### Work item
Copy out every record that follows, word for word.

Start of Listed entries

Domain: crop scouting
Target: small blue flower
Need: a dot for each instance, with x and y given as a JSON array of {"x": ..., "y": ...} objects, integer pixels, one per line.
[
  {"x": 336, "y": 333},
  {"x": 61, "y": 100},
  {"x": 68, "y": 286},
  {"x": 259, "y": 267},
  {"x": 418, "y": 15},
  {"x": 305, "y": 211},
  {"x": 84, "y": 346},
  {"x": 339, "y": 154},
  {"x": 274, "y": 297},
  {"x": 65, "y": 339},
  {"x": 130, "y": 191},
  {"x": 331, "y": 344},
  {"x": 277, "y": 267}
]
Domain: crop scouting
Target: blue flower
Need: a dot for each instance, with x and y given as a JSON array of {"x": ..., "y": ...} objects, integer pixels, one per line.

End of Listed entries

### Answer to this task
Domain: crop scouting
Target: small blue flower
Need: a dot for each instance, with x and y given as a JSON array of {"x": ..., "y": ...} objects, integer pixels, one per line.
[
  {"x": 336, "y": 333},
  {"x": 61, "y": 100},
  {"x": 68, "y": 286},
  {"x": 259, "y": 267},
  {"x": 418, "y": 15},
  {"x": 305, "y": 211},
  {"x": 84, "y": 346},
  {"x": 339, "y": 154},
  {"x": 274, "y": 297},
  {"x": 65, "y": 339},
  {"x": 130, "y": 191},
  {"x": 331, "y": 344},
  {"x": 277, "y": 267}
]
Domain: crop scouting
Target: blue flower
Need: a dot for each instance, with x and y given as a JSON array of {"x": ..., "y": ...} objects, integer pixels, one per line.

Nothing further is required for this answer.